"""

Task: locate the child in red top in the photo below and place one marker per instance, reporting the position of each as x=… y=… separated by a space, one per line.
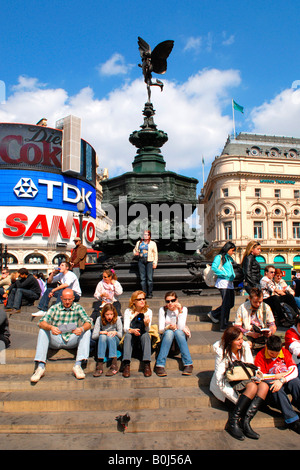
x=292 y=342
x=281 y=373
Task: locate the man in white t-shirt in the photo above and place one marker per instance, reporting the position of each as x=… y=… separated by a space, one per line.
x=65 y=279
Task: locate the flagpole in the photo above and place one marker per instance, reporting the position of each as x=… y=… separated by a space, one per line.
x=233 y=119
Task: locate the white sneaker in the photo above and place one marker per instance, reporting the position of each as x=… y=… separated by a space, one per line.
x=78 y=372
x=38 y=374
x=40 y=313
x=212 y=318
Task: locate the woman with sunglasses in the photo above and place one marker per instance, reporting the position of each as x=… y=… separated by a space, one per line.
x=172 y=326
x=137 y=322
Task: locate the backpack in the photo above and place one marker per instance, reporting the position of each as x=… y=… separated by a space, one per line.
x=209 y=276
x=289 y=314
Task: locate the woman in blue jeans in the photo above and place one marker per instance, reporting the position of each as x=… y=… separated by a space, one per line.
x=172 y=326
x=108 y=330
x=222 y=266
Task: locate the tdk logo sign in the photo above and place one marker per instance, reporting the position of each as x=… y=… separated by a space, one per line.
x=60 y=193
x=25 y=188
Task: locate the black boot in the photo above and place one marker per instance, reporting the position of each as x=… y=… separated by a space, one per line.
x=233 y=423
x=250 y=413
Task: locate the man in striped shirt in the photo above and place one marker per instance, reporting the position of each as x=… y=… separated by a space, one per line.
x=65 y=326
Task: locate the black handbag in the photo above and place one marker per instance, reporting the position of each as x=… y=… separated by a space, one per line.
x=239 y=370
x=138 y=322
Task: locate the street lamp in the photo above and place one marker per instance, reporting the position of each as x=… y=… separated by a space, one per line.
x=80 y=208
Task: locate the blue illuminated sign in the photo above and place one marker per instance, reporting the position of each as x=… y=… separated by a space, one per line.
x=50 y=190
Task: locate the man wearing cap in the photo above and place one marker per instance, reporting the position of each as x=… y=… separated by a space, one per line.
x=64 y=279
x=78 y=257
x=66 y=325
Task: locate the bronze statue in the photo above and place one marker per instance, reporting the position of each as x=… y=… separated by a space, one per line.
x=155 y=61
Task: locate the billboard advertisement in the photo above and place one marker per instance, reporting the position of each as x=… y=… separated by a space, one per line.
x=42 y=227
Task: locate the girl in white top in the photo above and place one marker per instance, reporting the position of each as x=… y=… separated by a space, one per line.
x=172 y=326
x=108 y=289
x=247 y=395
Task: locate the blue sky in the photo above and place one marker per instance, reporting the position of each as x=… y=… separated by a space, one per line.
x=74 y=57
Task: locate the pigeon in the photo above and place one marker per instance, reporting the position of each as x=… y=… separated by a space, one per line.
x=123 y=421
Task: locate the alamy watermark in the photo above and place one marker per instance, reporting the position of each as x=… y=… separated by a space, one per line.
x=2 y=92
x=165 y=221
x=2 y=352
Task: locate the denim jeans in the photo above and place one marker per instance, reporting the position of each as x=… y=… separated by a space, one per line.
x=223 y=312
x=46 y=339
x=109 y=342
x=281 y=400
x=16 y=295
x=146 y=276
x=44 y=302
x=129 y=342
x=166 y=344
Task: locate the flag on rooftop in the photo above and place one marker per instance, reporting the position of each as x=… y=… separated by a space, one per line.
x=238 y=107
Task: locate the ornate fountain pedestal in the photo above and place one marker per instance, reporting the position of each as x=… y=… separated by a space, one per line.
x=150 y=197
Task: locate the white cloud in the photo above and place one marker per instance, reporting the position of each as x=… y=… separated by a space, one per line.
x=116 y=65
x=227 y=41
x=28 y=83
x=280 y=116
x=190 y=113
x=193 y=43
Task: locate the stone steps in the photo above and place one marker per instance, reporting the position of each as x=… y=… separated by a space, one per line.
x=161 y=408
x=154 y=420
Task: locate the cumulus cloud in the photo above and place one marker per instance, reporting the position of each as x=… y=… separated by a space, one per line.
x=280 y=116
x=116 y=65
x=191 y=113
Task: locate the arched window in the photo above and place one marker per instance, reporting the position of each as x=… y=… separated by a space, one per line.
x=11 y=259
x=59 y=259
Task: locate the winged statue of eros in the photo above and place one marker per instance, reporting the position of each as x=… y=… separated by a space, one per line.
x=154 y=61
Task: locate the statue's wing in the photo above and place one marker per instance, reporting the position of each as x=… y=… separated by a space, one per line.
x=159 y=56
x=143 y=47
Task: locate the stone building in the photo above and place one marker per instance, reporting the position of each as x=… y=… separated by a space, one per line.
x=253 y=192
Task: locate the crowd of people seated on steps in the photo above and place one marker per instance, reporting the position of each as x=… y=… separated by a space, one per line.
x=283 y=299
x=106 y=333
x=254 y=366
x=111 y=335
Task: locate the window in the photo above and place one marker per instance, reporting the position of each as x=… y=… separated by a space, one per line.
x=277 y=193
x=296 y=229
x=257 y=192
x=258 y=230
x=225 y=192
x=228 y=230
x=277 y=229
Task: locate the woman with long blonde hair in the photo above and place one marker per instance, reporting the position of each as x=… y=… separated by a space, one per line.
x=137 y=322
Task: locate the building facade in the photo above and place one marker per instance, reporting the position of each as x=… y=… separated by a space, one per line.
x=253 y=192
x=45 y=172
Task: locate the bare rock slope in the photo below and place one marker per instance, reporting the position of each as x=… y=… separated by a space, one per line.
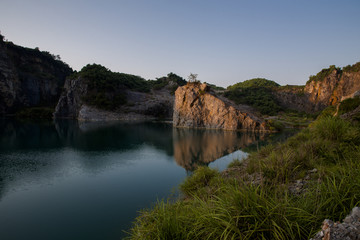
x=197 y=106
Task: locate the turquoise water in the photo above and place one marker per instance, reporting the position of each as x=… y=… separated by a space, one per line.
x=70 y=180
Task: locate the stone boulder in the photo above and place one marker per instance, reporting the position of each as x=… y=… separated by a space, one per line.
x=196 y=106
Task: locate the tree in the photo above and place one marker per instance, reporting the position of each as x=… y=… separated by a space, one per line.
x=193 y=78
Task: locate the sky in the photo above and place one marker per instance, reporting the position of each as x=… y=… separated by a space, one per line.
x=223 y=41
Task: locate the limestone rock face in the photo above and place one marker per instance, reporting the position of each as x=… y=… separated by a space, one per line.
x=29 y=78
x=197 y=106
x=140 y=106
x=70 y=102
x=349 y=229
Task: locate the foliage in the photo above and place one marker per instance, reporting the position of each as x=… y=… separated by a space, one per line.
x=193 y=78
x=35 y=113
x=260 y=98
x=200 y=180
x=236 y=208
x=214 y=87
x=352 y=68
x=45 y=56
x=323 y=74
x=254 y=83
x=349 y=105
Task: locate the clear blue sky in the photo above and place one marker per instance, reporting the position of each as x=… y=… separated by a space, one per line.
x=223 y=41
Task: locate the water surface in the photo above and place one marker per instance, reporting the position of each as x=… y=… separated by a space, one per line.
x=70 y=180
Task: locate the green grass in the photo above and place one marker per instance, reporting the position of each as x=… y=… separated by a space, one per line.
x=255 y=82
x=217 y=207
x=349 y=105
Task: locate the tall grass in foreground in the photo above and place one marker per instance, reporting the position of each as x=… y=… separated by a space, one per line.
x=218 y=207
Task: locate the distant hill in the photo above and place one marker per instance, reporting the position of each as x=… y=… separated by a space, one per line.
x=29 y=78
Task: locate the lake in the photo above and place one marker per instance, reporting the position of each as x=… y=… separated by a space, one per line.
x=73 y=180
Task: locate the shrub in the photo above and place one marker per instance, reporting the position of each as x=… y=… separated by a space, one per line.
x=255 y=82
x=260 y=98
x=352 y=68
x=324 y=73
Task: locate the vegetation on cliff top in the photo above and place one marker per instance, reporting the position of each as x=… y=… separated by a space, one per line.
x=352 y=68
x=284 y=191
x=255 y=82
x=323 y=74
x=257 y=93
x=107 y=89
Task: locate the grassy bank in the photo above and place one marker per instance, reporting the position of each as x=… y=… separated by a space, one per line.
x=284 y=191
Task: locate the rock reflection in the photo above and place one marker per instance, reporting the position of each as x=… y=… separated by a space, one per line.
x=196 y=147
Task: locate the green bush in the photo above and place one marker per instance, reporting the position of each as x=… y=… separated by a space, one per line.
x=35 y=113
x=349 y=105
x=260 y=98
x=352 y=68
x=324 y=73
x=255 y=82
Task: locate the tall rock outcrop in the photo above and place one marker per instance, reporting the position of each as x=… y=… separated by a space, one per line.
x=329 y=87
x=333 y=87
x=139 y=105
x=197 y=106
x=29 y=78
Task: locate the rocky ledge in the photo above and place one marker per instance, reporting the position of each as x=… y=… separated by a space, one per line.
x=199 y=107
x=348 y=230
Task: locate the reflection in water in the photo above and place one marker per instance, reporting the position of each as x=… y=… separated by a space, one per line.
x=196 y=147
x=92 y=178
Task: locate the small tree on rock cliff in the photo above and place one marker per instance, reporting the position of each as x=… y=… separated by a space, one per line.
x=193 y=78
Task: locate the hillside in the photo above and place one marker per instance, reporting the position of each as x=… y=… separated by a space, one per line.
x=96 y=93
x=327 y=88
x=29 y=78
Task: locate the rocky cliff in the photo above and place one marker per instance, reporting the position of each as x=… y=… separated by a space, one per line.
x=136 y=105
x=197 y=106
x=29 y=78
x=329 y=87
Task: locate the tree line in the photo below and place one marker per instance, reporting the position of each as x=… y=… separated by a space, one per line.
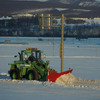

"""

**WHAT YOU WILL DO**:
Rewrite the lines between the one holding "Task: locate the vegetation" and the one holding "x=348 y=230", inclusive, changing "grassy bank" to "grassy slope" and leaving everything else as it is. Return only those lines.

**SOLVED EXERCISE**:
Task: locate the vegetation on cliff top in the photo above and place one marker per instance, reporting the position of each as x=… y=… separated by a space, one per line.
x=352 y=68
x=284 y=191
x=255 y=82
x=323 y=74
x=257 y=93
x=107 y=89
Task: locate the grassy slope in the photo above and place one marker per instance, reporting the position of each as x=… y=… separated by a space, one per line.
x=284 y=191
Task: locate the rock reflection in the photo above and place one marker per instance, reporting the position of each as x=… y=… separated by a space, one per line.
x=196 y=147
Task: locate the green bush in the photo above and place one marker per instance, reporting the position of each as x=… y=… separated by a space, one per line.
x=35 y=113
x=349 y=105
x=260 y=98
x=352 y=68
x=324 y=73
x=255 y=82
Task: locate the tall rock outcrop in the photo above and place one marker per instance, reporting the position of each as x=… y=… separated by a space, one per line.
x=329 y=87
x=333 y=87
x=139 y=105
x=197 y=106
x=29 y=78
Task: locate the rocky ledge in the photo above and place one marker per instance, reporting the position of each as x=… y=… separated by a space, one per line.
x=199 y=107
x=348 y=230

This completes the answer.